§ Ejercicio planteado A
Duplica sin cambios el fragmento del texto sobre el femicidio comprendido entre "Imagínense ustedes si los" y "y no colectivos.", ambos incluidos.

§ Texto de lectura

El femicidio de una mujer trans se suscita bajo las mismas reglas de juego de poder patriarcal que el conjunto de los femicidios. Eso deberíamos comprenderlo nítidamente. Es la misma violencia machista y misógina de control del cuerpo y de la vida que se desata en un femicidio contra una mujer trans que el que se desata contra una mujer no trans.
Y si de femicidas se trata, los actores de unos y otros femicidios, actúan bajo el mismo código del “derecho de disponer la vida de otro”, cuya vida vale menos que la suya o cuya vida tiene el derecho de controlar.
Lo que si queda claro es que para entender el asesinato de una mujer trans como femicidio es necesario entenderlo dentro un marco feminista de análisis de ese crimen, y es eso lo que ni el Estado ni tampoco el movimiento Gelebetoso (GLBT) que se apropia de estas muertes quiere hacer.

La responsabilidad del Estado

¿Formamos las mujeres parte de la Humanidad?
Imagínense ustedes si los crímenes cometidos por las dictaduras en América Latina se convirtieran, en un abrir y cerrar los ojos, en un problema individual del asesinado porque se comportó mal.
Imagínense ustedes si de pronto los genocidios que la Humanidad juzga como crímenes de lesa humanidad porque dañan a la Humanidad se convirtieran en un problema personal, individual, de cada uno de los muertos.
Imagínense si borraríamos el Holocausto nazi contra el pueblo judío, o si borráramos los crímenes del colonialismo como fallas de los conquistados por no haberse sometido.
El femicidio -si bien ha sido tipificado en el Derecho Penal y recibe en la teoría la pena máxima- sigue siendo considerado por nuestro Código Penal y por los códigos penales a escala mundial crímenes individuales y no colectivos.
No se los juzga como crímenes contra las mujeres, ni como crímenes contra la Humanidad, sino que se ha colocado el femicidio al interior del Código Penal como un caso de crimen que se suma a los asesinatos, y a todas las otras formas de crimen de un individuo contra otro.
Entonces la primera operación que convierte al femicidio en un crimen del Estado patriarcal es en la forma teórica como ha sido conceptualizado dentro del Derecho Penal. No tiene conceptualmente el carácter de crimen contra la Humanidad, no se lo compara con el genocidio y el Estado, en esa medida, no lo reconoce como un crimen contra las mujeres en un orden social patriarcal y, en ese contexto, no asume de forma directa el Estado ninguna forma de responsabilidad.
El femicida atenta contra la vida de una mujer y no contra la vida de las mujeres como parte de la Humanidad; eso cambia completamente el relato de la tragedia en un relato personal, donde lo que se examina es la vida de la mujer y no la del femicida. El relato jurídico de un femicidio no trasciende el caso de un hombre concreto que ha matado a una mujer concreta, por razones particulares, en contextos particulares.

§ Ejercicio planteado B
Reescribe el tramo de las filas comprendido entre su comienzo y la línea que contiene "[(599, 161), (63, 226), (215, 225)]", ambos incluidos, sustituyendo "large tree trunk" por "old tree trunk" sin alterar nada más. Entrega únicamente ese tramo.

§ Datos proporcionados
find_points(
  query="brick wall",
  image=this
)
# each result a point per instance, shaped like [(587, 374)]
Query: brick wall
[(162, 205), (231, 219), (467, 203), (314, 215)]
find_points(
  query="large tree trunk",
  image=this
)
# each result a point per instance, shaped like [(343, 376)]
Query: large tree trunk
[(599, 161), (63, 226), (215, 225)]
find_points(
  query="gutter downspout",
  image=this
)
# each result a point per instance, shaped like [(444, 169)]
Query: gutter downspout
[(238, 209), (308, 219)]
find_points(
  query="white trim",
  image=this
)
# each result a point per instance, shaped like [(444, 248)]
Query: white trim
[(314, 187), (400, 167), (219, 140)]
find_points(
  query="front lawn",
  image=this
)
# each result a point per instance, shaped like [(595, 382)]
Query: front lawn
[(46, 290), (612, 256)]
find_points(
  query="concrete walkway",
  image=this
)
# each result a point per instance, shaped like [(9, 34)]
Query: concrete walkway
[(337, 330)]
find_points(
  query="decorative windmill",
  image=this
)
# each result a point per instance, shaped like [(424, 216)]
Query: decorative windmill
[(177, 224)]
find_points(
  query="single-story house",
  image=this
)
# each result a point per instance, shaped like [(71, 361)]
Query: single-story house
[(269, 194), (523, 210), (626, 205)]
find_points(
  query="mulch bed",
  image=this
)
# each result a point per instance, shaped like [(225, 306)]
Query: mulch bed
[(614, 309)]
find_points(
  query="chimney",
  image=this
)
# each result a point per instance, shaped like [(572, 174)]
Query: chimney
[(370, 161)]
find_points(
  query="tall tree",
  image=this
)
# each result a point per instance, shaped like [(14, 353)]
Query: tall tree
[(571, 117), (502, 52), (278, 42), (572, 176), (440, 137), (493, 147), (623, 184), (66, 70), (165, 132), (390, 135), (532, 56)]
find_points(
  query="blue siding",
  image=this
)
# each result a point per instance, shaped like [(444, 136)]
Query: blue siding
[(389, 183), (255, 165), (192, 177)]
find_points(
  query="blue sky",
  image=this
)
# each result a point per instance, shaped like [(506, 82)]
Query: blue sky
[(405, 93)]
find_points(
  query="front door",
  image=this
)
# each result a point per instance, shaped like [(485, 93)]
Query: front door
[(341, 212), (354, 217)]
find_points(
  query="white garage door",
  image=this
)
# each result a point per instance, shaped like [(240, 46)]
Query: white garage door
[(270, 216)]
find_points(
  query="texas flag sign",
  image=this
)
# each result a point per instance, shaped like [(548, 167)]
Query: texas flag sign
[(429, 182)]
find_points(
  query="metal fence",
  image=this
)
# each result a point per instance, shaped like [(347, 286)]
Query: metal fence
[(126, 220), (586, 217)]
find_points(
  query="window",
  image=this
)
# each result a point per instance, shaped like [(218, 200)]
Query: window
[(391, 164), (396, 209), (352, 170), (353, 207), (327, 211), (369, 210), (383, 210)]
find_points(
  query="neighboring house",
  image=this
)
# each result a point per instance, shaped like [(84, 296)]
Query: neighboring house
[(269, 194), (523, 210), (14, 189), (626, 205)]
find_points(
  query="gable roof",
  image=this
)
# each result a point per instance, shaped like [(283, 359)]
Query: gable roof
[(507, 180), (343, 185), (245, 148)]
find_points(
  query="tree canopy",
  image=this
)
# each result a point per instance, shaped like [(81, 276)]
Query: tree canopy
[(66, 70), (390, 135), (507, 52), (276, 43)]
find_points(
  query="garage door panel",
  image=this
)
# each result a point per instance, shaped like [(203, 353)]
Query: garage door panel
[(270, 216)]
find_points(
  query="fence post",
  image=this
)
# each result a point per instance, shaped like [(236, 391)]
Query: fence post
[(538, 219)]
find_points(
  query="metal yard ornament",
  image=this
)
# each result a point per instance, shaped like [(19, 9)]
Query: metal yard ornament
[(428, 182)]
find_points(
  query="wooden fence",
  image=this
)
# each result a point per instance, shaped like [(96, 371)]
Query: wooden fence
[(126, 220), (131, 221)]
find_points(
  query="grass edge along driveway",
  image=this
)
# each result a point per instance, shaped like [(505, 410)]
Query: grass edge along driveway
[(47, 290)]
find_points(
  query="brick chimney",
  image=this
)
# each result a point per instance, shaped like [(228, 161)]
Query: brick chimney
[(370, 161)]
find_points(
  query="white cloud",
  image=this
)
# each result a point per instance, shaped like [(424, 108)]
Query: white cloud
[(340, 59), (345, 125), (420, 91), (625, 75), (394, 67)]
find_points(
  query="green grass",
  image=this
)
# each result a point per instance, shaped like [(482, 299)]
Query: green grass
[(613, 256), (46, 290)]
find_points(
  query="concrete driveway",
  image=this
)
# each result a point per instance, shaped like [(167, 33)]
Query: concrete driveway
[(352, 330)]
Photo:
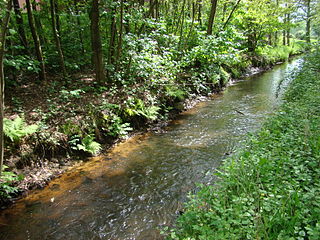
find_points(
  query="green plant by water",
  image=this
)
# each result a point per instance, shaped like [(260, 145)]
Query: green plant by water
[(271, 188)]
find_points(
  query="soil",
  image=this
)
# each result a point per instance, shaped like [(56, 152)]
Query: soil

§ Salida completa A
Imagínense ustedes si los crímenes cometidos por las dictaduras en América Latina se convirtieran, en un abrir y cerrar los ojos, en un problema individual del asesinado porque se comportó mal.
Imagínense ustedes si de pronto los genocidios que la Humanidad juzga como crímenes de lesa humanidad porque dañan a la Humanidad se convirtieran en un problema personal, individual, de cada uno de los muertos.
Imagínense si borraríamos el Holocausto nazi contra el pueblo judío, o si borráramos los crímenes del colonialismo como fallas de los conquistados por no haberse sometido.
El femicidio -si bien ha sido tipificado en el Derecho Penal y recibe en la teoría la pena máxima- sigue siendo considerado por nuestro Código Penal y por los códigos penales a escala mundial crímenes individuales y no colectivos.

§ Salida completa B
find_points(
  query="brick wall",
  image=this
)
# each result a point per instance, shaped like [(587, 374)]
Query: brick wall
[(162, 205), (231, 219), (467, 203), (314, 215)]
find_points(
  query="old tree trunk",
  image=this
)
# each result a point per instance, shaped like [(343, 376)]
Query: old tree trunk
[(599, 161), (63, 226), (215, 225)]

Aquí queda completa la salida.